◆ Required work
Print, exactly as given, each line of the data from the line containing "One point marks each instance of the shadow" up to and including its last line.

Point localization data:
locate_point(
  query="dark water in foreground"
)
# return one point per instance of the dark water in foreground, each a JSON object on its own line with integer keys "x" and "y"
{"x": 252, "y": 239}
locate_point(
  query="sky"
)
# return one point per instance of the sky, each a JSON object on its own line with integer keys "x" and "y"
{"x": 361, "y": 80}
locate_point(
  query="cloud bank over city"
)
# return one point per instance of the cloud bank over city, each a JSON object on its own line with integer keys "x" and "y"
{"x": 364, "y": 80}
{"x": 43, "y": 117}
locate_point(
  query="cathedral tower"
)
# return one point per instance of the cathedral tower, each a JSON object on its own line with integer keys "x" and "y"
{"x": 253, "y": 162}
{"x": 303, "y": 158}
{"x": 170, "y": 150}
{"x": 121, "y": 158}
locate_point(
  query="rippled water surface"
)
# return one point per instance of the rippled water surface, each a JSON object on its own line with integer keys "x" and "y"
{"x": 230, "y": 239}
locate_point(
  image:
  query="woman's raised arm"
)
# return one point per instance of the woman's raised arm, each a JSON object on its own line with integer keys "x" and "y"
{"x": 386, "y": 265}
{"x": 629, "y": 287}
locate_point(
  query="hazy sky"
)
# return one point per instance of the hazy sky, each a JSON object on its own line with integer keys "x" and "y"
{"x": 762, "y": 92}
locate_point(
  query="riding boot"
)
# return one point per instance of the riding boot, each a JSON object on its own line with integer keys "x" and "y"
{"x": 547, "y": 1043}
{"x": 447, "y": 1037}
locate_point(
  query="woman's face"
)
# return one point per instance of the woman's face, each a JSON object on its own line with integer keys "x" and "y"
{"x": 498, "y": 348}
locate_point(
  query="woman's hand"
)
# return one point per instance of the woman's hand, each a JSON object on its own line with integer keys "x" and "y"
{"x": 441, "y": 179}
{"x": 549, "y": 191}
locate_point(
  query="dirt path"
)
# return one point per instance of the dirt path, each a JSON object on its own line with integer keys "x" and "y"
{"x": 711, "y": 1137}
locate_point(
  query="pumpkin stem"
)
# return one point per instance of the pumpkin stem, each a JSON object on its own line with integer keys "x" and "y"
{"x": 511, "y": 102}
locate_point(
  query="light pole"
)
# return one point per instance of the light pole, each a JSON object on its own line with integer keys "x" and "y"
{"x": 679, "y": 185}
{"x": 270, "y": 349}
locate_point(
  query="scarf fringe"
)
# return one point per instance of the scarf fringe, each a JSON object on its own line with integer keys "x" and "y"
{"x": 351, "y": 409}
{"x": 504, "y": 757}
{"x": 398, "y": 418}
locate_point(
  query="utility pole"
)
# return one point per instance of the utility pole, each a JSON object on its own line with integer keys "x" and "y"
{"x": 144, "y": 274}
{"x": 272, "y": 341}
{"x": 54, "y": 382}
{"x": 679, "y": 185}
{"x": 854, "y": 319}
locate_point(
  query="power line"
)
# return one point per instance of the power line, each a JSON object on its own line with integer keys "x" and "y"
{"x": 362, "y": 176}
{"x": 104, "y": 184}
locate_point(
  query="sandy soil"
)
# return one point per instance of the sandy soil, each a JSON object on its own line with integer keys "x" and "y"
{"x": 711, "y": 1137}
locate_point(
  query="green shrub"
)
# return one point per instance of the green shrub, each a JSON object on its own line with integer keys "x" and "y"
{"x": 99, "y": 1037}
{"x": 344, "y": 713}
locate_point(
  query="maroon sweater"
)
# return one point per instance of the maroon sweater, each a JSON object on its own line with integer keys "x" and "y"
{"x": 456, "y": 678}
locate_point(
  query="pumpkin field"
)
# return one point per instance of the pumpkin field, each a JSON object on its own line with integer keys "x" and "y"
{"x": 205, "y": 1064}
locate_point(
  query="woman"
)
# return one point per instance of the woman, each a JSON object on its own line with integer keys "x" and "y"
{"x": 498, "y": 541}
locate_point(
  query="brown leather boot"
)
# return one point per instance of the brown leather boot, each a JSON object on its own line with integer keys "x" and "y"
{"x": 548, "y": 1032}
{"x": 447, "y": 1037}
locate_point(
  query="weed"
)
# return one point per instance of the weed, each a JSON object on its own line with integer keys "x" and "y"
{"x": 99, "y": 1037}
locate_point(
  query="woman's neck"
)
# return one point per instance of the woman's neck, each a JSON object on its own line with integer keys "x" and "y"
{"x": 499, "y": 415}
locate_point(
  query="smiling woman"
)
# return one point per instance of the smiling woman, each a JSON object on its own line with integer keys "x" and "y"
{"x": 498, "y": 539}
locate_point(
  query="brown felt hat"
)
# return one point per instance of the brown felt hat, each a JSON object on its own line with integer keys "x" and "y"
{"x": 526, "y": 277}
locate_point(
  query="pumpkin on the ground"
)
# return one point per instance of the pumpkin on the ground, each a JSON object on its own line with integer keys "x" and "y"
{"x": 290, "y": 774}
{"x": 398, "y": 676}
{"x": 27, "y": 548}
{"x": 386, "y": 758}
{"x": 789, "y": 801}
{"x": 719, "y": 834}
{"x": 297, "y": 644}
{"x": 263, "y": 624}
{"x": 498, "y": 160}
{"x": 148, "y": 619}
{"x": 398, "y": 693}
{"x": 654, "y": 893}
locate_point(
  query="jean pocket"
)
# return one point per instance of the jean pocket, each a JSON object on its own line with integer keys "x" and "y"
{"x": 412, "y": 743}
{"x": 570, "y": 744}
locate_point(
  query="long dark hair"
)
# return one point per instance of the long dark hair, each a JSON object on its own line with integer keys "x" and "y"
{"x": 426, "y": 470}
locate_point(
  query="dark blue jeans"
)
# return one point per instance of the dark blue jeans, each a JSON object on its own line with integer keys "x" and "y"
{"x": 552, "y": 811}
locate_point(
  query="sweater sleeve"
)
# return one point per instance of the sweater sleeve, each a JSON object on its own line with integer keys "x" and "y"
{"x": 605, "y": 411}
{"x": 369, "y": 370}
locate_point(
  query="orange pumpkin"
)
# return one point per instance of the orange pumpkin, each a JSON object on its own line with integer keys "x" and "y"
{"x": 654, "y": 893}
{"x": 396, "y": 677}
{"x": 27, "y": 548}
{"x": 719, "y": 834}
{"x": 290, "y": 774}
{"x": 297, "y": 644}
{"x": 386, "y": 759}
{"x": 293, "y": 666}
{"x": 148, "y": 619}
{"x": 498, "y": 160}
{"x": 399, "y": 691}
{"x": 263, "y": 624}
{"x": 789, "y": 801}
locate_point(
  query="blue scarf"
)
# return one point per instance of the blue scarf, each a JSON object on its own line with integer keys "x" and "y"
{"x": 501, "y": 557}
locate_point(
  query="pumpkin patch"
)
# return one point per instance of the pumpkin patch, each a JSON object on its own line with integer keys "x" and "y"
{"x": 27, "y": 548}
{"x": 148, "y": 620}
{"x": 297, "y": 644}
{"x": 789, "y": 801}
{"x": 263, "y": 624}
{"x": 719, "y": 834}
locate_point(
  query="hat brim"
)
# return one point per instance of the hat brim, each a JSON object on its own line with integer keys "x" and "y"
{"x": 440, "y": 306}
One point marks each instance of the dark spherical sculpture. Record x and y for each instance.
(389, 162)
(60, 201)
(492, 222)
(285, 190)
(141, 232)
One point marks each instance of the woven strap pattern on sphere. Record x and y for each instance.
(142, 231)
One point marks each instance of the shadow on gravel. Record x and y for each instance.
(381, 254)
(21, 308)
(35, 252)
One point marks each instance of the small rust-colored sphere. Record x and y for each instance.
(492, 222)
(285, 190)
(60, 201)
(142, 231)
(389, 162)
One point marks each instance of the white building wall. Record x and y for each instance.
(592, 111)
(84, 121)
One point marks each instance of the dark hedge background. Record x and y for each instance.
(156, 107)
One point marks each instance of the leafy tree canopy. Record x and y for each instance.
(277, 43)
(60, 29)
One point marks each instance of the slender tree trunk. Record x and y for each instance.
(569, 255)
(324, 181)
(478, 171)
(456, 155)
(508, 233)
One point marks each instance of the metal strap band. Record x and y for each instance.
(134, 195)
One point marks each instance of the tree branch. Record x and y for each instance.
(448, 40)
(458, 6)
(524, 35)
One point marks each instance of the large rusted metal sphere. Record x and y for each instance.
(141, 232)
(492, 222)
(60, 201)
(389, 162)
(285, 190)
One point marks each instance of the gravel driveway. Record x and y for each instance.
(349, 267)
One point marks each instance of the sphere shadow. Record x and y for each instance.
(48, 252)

◆ Answer section
One point marks each instance of the shadow on gravel. Record x and y for each instance.
(381, 254)
(21, 308)
(35, 252)
One point marks each instance of the small rust-colored sphere. Record x and y for each instance.
(492, 222)
(285, 190)
(60, 201)
(142, 231)
(389, 162)
One point marks each instance of the white building wall. Record x and y for each instance.
(592, 111)
(84, 121)
One point marks each instance of the dark hedge background. Record x and y for each instance.
(156, 107)
One point marks each instance of the leafy tree canopy. Record x and y for each instance.
(277, 43)
(60, 29)
One point marks each instance of the slender tree trunk. Record x and y for each instance.
(569, 255)
(324, 181)
(478, 171)
(456, 155)
(508, 233)
One point marks each instance of the metal strap band. Record x and y for each instance.
(134, 195)
One point marks each instance of the tree branch. Record x and y for each instance.
(448, 40)
(458, 6)
(524, 35)
One point marks each instance of the large rusted metal sphere. Record x and y for each instance.
(141, 232)
(492, 222)
(60, 201)
(389, 162)
(285, 190)
One point marks each instance of the gravel driveway. Record x and y for each instance.
(349, 267)
One point marks each instance of the sphere shadow. Record x and y for each instance.
(48, 252)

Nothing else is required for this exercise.